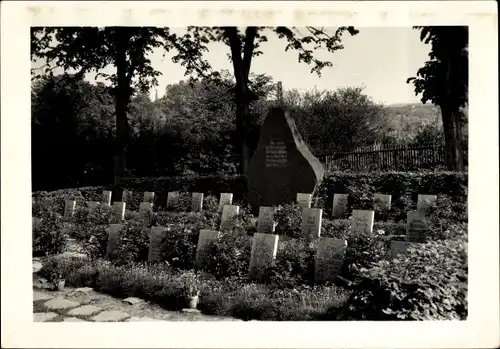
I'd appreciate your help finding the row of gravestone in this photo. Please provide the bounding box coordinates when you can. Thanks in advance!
[47,190,437,222]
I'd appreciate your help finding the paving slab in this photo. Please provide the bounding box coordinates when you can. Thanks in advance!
[33,313,57,322]
[123,297,144,305]
[44,298,80,310]
[68,305,102,316]
[127,316,165,322]
[90,310,130,322]
[33,291,54,302]
[63,317,87,322]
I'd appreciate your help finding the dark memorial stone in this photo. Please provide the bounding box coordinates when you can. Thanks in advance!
[247,107,325,214]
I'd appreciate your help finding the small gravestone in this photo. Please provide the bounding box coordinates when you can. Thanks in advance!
[139,202,153,224]
[220,205,240,230]
[167,191,179,209]
[314,237,347,282]
[142,191,155,203]
[247,108,325,214]
[257,206,276,234]
[148,227,167,262]
[195,229,220,269]
[64,200,76,218]
[191,193,203,212]
[87,201,99,209]
[390,240,415,259]
[106,224,123,256]
[102,190,111,206]
[111,201,126,222]
[351,210,375,235]
[300,207,323,238]
[296,193,312,208]
[417,194,437,213]
[332,194,349,218]
[406,211,429,242]
[248,233,279,279]
[219,193,233,211]
[374,193,392,212]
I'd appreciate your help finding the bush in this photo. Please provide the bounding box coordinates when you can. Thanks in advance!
[32,211,67,256]
[42,259,349,321]
[204,231,251,279]
[339,234,468,320]
[274,204,302,238]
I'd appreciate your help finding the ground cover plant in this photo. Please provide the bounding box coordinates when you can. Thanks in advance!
[33,174,467,320]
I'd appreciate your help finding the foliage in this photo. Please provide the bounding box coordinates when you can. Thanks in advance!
[339,238,467,320]
[407,26,469,171]
[32,210,67,256]
[274,204,302,238]
[284,87,387,152]
[42,260,349,321]
[203,231,251,279]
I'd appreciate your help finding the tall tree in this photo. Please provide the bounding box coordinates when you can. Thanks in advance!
[407,26,469,171]
[31,27,203,193]
[179,27,358,175]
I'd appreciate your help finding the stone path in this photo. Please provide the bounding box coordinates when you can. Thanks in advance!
[33,279,240,322]
[33,251,241,322]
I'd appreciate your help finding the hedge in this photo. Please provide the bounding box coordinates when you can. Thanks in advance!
[34,171,468,214]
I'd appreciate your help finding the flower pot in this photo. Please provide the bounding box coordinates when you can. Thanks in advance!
[187,296,199,309]
[54,279,66,291]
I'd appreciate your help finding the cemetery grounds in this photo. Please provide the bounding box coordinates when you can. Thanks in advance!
[32,172,467,321]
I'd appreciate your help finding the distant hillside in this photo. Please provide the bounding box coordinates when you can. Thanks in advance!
[385,103,468,138]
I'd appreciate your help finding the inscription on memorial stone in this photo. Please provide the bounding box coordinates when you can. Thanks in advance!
[265,141,288,167]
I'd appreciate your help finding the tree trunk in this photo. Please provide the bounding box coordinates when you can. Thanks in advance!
[113,29,130,201]
[441,105,465,172]
[236,92,250,176]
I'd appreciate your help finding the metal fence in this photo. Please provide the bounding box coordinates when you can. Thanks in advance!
[316,144,456,171]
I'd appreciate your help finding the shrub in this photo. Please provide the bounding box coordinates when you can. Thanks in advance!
[274,204,302,238]
[33,210,67,256]
[339,238,467,320]
[204,231,251,279]
[109,220,150,265]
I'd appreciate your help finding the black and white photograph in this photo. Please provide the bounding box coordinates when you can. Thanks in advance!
[2,1,500,348]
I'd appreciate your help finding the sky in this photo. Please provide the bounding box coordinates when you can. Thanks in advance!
[32,27,430,105]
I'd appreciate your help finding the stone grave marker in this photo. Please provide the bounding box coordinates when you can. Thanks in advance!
[220,205,240,230]
[102,190,111,206]
[248,233,279,279]
[332,194,349,218]
[351,210,375,235]
[417,194,437,213]
[300,207,323,238]
[142,191,155,203]
[374,193,392,212]
[106,224,123,257]
[64,200,76,218]
[148,227,168,262]
[314,237,347,282]
[297,193,312,208]
[191,193,203,212]
[257,206,276,234]
[247,107,325,215]
[139,202,153,224]
[167,191,179,209]
[111,201,126,222]
[219,193,233,211]
[406,211,429,242]
[87,201,99,209]
[195,229,220,269]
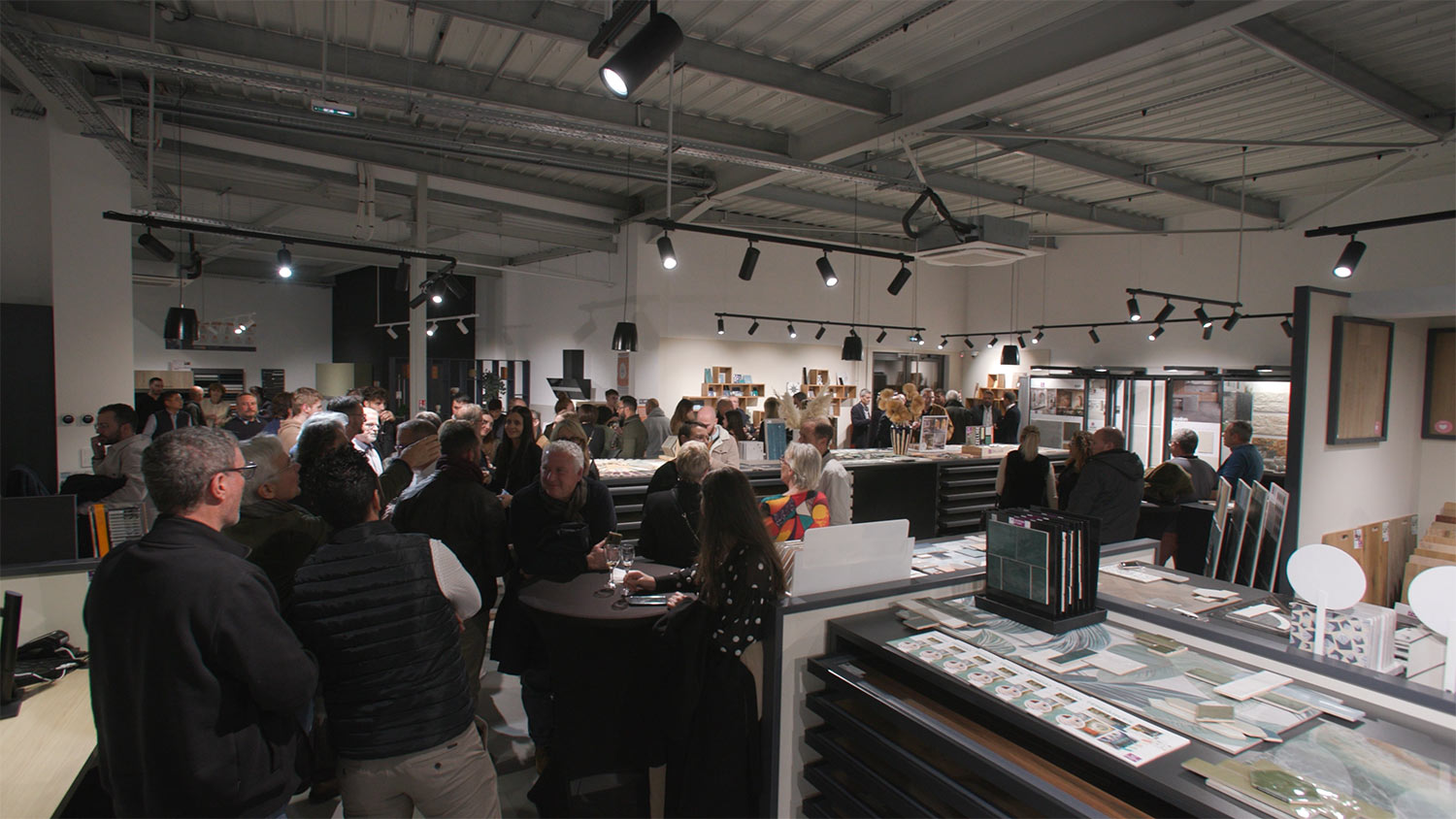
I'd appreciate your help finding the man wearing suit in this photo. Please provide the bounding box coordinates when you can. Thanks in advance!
[849,390,874,449]
[996,397,1021,443]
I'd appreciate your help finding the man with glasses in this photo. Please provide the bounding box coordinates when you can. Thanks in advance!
[223,435,329,603]
[83,426,317,816]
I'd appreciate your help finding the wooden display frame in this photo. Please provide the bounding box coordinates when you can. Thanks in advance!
[1421,327,1456,441]
[1325,315,1395,443]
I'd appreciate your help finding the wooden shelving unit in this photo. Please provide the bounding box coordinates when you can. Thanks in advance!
[683,367,766,408]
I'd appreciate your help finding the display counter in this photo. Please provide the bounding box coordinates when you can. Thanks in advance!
[596,449,1068,541]
[798,582,1456,816]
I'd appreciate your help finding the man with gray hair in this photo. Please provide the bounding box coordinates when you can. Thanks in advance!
[83,426,317,816]
[223,435,329,604]
[1168,429,1219,501]
[1219,420,1264,486]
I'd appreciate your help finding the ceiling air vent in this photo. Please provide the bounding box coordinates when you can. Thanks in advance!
[911,216,1045,268]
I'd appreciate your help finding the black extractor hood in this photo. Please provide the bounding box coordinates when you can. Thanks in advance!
[546,349,591,399]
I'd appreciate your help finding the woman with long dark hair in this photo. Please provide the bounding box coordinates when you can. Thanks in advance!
[626,469,785,816]
[491,406,542,495]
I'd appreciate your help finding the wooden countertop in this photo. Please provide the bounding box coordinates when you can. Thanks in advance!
[0,671,96,819]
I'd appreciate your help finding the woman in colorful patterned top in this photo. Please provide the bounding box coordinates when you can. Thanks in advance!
[759,443,829,542]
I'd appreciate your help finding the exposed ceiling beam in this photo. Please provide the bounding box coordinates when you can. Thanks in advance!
[748,184,905,224]
[839,158,1164,230]
[14,0,788,152]
[0,4,178,208]
[693,0,1281,206]
[413,0,891,116]
[160,116,634,213]
[157,167,617,253]
[938,116,1280,221]
[1234,15,1456,137]
[160,138,617,236]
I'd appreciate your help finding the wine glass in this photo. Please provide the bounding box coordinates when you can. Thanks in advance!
[593,541,622,598]
[617,544,637,597]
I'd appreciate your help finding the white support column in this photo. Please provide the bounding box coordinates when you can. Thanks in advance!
[408,173,434,414]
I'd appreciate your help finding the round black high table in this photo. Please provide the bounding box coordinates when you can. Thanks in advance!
[520,562,676,780]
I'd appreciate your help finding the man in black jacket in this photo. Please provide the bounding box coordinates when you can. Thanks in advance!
[393,420,510,700]
[638,441,712,568]
[1068,426,1143,544]
[288,446,501,816]
[83,426,317,816]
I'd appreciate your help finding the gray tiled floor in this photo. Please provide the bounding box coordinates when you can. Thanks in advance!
[288,661,536,819]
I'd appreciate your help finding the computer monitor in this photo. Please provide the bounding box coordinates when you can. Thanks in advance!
[0,592,20,719]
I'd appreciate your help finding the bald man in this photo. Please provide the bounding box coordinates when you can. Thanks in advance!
[698,408,739,469]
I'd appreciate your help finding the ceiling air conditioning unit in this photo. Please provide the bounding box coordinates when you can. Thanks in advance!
[910,216,1045,268]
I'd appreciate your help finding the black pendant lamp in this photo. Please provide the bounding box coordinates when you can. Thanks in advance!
[612,321,637,352]
[162,307,197,342]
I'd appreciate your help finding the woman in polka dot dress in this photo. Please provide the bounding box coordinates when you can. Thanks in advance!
[626,469,785,816]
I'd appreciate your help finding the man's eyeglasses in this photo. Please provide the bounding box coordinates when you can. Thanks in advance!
[217,461,258,480]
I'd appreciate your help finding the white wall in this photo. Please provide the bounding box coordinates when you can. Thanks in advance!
[128,267,334,394]
[0,93,51,304]
[1295,293,1456,544]
[46,113,133,473]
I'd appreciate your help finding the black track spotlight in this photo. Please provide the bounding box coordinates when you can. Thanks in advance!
[739,243,759,280]
[888,265,910,295]
[1334,236,1365,279]
[600,15,683,97]
[137,228,177,262]
[657,233,678,271]
[814,251,839,286]
[612,321,637,352]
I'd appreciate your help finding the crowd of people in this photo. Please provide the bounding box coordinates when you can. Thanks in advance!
[84,381,1263,816]
[84,382,849,816]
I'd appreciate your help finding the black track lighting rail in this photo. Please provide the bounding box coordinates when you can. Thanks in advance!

· · · ·

:: What is asked ::
Reproduce the material from the line containing "I'd appreciate your help finding the shrub" through the line containing "[32,27,430,105]", changing "sky" to "overcast sky" and leaving everything else untouched.

:: Full answer ::
I'd appreciate your help finding the shrub in this photo. Please provide the bounding box coordinates when you can. Thanks in advance!
[274,204,302,238]
[33,210,67,256]
[339,238,467,320]
[204,231,251,279]
[109,220,150,265]
I'd appreciate your help finding the black and white photograph in this photo. Please provide the bounding box coordinates when you can. Thanks in advance!
[2,1,500,348]
I'd appreciate your help finding the overcast sky in this photo. Please provide the bounding box coordinates when you can. Thanks in advance!
[32,27,430,105]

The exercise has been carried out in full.